Exercise task:
Copy the entries below word for word, from the line with "Pick out the tiled" to the line with "(1247, 191)", including both of those lines and nothing outside them.

Exercise data:
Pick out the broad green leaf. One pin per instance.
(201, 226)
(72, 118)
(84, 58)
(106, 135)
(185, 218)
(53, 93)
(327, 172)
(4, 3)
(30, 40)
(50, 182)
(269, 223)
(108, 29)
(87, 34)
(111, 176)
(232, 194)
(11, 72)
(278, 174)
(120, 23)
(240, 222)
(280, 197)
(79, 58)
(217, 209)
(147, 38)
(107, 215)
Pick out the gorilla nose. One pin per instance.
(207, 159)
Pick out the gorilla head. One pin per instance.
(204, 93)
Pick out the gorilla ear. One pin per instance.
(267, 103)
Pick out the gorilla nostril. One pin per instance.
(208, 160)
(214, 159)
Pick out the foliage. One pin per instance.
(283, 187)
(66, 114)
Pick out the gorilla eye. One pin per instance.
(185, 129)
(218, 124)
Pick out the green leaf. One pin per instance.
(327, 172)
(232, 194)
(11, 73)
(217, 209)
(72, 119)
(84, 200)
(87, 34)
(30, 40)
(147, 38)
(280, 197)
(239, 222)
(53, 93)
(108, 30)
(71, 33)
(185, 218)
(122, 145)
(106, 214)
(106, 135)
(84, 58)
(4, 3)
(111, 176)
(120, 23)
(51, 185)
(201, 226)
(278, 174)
---
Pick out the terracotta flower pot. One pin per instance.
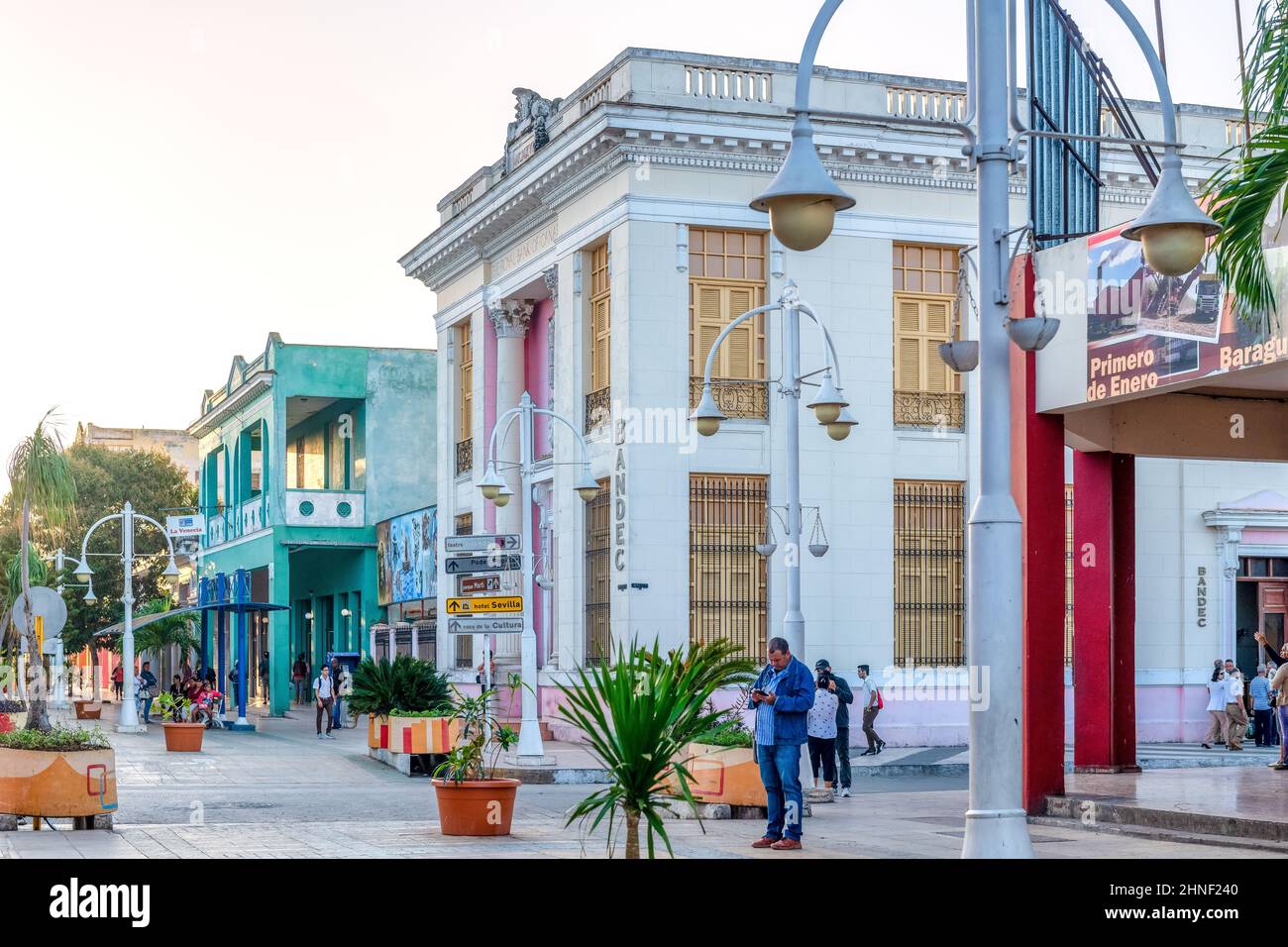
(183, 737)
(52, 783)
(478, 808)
...
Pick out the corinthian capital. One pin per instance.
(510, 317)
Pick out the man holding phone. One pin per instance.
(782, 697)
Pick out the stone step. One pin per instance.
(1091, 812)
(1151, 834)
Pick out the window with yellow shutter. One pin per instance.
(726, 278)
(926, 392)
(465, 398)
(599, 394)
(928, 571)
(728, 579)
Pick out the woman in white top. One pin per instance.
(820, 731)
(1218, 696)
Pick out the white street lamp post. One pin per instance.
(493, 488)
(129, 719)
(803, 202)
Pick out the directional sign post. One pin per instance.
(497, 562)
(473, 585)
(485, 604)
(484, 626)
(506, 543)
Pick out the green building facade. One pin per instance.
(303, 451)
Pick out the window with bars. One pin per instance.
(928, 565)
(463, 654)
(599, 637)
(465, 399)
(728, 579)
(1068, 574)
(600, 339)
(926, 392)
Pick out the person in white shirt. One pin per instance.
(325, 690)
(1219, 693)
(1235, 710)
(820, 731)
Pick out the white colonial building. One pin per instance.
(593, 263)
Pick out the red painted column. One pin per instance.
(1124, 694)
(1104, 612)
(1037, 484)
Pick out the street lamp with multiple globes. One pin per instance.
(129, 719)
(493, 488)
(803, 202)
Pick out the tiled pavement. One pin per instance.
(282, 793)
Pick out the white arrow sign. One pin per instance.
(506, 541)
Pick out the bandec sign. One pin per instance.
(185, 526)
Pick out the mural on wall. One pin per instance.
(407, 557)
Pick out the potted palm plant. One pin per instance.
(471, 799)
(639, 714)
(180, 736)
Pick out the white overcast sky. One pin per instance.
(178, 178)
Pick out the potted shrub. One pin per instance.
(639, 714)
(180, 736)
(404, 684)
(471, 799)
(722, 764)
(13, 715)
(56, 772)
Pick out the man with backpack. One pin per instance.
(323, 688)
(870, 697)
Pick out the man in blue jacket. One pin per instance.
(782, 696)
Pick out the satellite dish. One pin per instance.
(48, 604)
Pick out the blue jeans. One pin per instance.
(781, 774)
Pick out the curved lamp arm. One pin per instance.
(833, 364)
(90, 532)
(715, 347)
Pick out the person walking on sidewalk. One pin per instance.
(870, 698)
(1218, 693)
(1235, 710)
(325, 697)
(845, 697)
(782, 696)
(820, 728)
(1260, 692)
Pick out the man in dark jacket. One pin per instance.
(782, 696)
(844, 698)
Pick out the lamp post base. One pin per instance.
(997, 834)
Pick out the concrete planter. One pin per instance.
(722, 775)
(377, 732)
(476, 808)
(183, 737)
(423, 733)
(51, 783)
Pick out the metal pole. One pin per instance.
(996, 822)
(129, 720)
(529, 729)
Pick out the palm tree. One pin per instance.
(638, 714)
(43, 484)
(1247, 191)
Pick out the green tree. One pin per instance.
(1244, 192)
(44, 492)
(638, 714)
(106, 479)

Answer to the exercise:
Pick out the tiled pavement. One pin per instance.
(282, 793)
Pick out the white arrow sign. One pin per instance.
(506, 541)
Pick out the bandec sign. One pin per instance.
(185, 526)
Pick out the mural on wall. One pin per instance.
(407, 557)
Pick out the potted palm plant. One pin per instance.
(471, 799)
(639, 714)
(180, 736)
Pick out the white overcast sky. One pin per instance.
(178, 178)
Pick out the potted shrub. One pin per instance.
(639, 714)
(180, 736)
(404, 684)
(471, 799)
(722, 764)
(13, 715)
(56, 772)
Pick out the man with backpack. One pin per instance.
(323, 688)
(870, 697)
Pick out the man in blue jacket. One pin per instance.
(782, 696)
Pick out the satellite dish. One pin per instance.
(48, 604)
Pick out the blue jeans. One pin per instance.
(781, 774)
Pick out the curved lamp arm. One pin per instance.
(833, 364)
(90, 532)
(715, 347)
Pick out the person walking on sidewalk. One pin per instance.
(870, 698)
(1218, 693)
(1235, 710)
(325, 697)
(845, 697)
(782, 696)
(820, 728)
(1260, 692)
Pick out the man in dark jacket. One pin per instance.
(782, 696)
(844, 698)
Pick out the lamp post base. One pin per instance.
(997, 834)
Pick out the concrete planter. One pin per instance.
(722, 775)
(377, 732)
(476, 808)
(183, 737)
(423, 733)
(51, 783)
Pick out the metal pole. One pin per instance.
(996, 822)
(129, 720)
(529, 729)
Pick out the palm tree. One pin per instance.
(638, 714)
(43, 484)
(1247, 191)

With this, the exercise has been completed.